(Task requirements): Copy out all of the records below with their requests, and shift every coordinate in the answers by adding 138 to each x and y value. Leave the pictures out.

=== Data entries ===

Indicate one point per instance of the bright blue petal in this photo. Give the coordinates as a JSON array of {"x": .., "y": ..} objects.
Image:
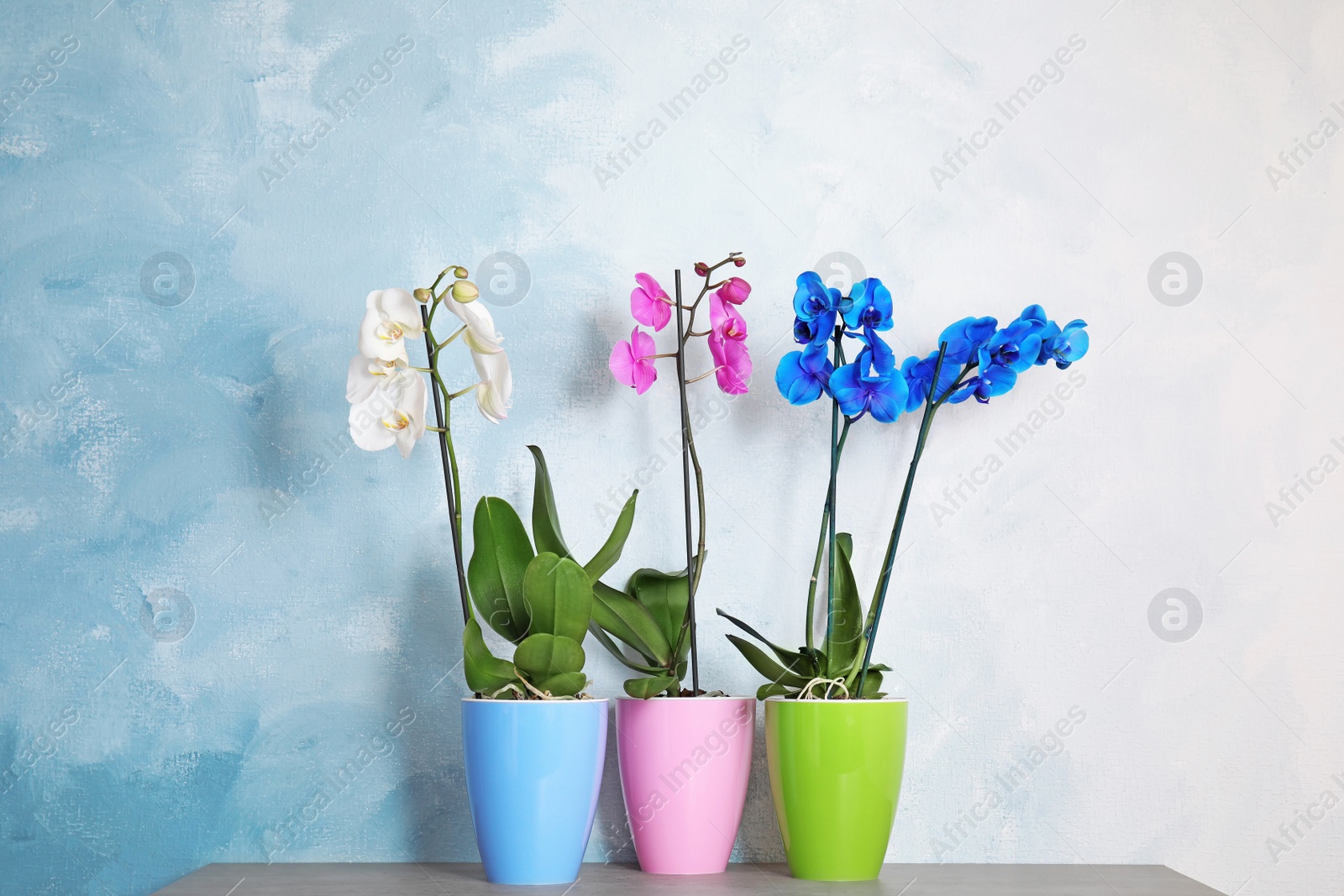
[
  {"x": 847, "y": 387},
  {"x": 879, "y": 354},
  {"x": 797, "y": 385},
  {"x": 811, "y": 297}
]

===

(Task output):
Indicate one point per instance of the bright blue petal in this photo. Give the coordinates as a JSON array of {"x": .., "y": ..} objects.
Image:
[
  {"x": 985, "y": 525},
  {"x": 1017, "y": 492},
  {"x": 935, "y": 523},
  {"x": 949, "y": 435}
]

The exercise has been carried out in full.